[Given text]
Throw std::bad_alloc even when exceptions are disabled, by doing new
int[size_t(-1)].
Don't throw exceptions on aligned_malloc(0) (just because malloc's
retval is null doesn't mean error, if size==0).
Remove EIGEN_NO_EXCEPTIONS option, use only compiler standard defines.
Either exceptions are enabled or they aren't.

Sounds OK to everybody?

Benoit

2011/10/17 Benoit Jacob <jacob.benoit.1@xxxxxxxxx>:
> 2011/10/17 Eamon Nerbonne <eamon@xxxxxxxxxxxx>:
>> If you're building without exceptions and an exception gets thrown,
>
> It's impossible to compile without exceptions code that explicitly
> throws exceptions, as that results in a compilation error:
>
> a.cpp: In function ‘int main()’:
> a.cpp:5:24: error: exception handling disabled, use -fexceptions to enable
>
> For this reason, currently in Eigen our code throwing exceptions is
> #ifdef EIGEN_EXCEPTIONS which means it's not compiled at all when
> exceptions are disabled.
>
> That said, I tried a simple c++ program with a huge new[] to get an
> exception thrown for me, compiled with -fno-exceptions, and that
> indeed worked: a std::bad_alloc exception was thrown and killed my
> test program.
>
> My understanding is that the only way to get exactly the same behavior
> from code that compiles with -fno-exceptions would be to call into
> code that was compiled with exceptions. A way to simulate that is to
> just do int *a = new int[size_t(-1)];
>
> Patch coming.
>
> Benoit
>
>> it just
>> means app termination (unless you're being really weird and catching the
>> exception anyhow, not sure what happens then...), which is probably the
>> right behavior in face of OOM anyhow.
>>
>> Also, even if exceptions are off by default in some projects, it's really
>> handy to use them anyhow, since they make debugging that easier - i.e. a
>> scenario in which devs can easily trigger on exceptions, regardless of
>> wether the subsequent cleanup will honor destructors or not.  By constrast,
>> a nullptr return value won't necessarily be easy to notice unless
>> potentially much later.
>>
>> --eamon@xxxxxxxxxxxx - Tel#:+31-6-15142163
>>
>>
>> On Mon, Oct 17, 2011 at 00:36, Benoit Jacob <jacob.benoit.1@xxxxxxxxx>
>> wrote:
>>>
>>> 2011/10/16 Christoph Hertzberg <chtz@xxxxxxxxxxxxxxxxxxxxxxxx>:
>>> > On 16.10.2011 22:21, Benoit Jacob wrote:
>>> >>
>>> >> Note that there is a small performance overhead associated with that..
>>> >> I tried to minimize it, but there is still 1 integer division in the
>>> >> size=rows*cols overflow check. I hope that's still negligible compared
>>> >> to the cost of malloc.
>>> >
>>> > I have not looked into your patch yet, but wouldn't a multiplication in
>>> > int64/int128 also do the job?
>>>
>>> I don't know that all platforms have an integer type twice bigger than
>>> size_t?
>>>
>>> On x86-64 are there 128 bit integers? I didn't know that.

[Information supplied]

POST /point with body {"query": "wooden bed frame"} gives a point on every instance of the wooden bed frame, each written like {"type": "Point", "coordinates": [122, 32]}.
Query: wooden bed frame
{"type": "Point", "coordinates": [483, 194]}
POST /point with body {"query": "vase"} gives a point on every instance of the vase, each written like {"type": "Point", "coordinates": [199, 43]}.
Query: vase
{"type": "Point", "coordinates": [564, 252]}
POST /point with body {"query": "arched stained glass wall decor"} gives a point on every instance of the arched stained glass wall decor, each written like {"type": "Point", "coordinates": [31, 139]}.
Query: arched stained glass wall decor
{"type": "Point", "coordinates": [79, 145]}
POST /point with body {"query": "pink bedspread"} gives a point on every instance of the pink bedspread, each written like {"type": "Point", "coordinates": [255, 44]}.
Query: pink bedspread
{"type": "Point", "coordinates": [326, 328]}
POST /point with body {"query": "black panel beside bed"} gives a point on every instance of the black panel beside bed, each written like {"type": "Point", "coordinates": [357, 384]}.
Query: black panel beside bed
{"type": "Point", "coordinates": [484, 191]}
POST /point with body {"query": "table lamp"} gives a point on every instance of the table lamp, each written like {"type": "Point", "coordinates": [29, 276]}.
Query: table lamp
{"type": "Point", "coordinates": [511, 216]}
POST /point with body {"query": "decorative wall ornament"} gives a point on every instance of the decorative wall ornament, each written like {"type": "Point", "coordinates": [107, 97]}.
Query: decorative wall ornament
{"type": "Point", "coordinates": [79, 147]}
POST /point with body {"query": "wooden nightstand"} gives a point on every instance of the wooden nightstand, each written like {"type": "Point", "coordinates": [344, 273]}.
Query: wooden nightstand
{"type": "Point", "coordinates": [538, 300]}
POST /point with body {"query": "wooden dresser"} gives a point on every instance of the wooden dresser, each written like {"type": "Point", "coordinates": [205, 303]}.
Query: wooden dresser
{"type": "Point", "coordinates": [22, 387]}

[Required actions]
**a)** Answer these questions using the email thread:
(i) Which option does the proposal at the top say to remove?
(ii) With which compiler flag was the simple C++ program containing a huge new[] compiled?
(iii) How many integer divisions are said to remain in the size=rows*cols overflow check?
**b)** Reproduce the email thread word for word, from "Throw std::bad_alloc even" to "error, if size==0).".

[Task-by-task answers]
**a)**
(i) The EIGEN_NO_EXCEPTIONS option.
(ii) It was compiled with -fno-exceptions.
(iii) One integer division remains.

**b)**
Throw std::bad_alloc even when exceptions are disabled, by doing new
int[size_t(-1)].
Don't throw exceptions on aligned_malloc(0) (just because malloc's
retval is null doesn't mean error, if size==0).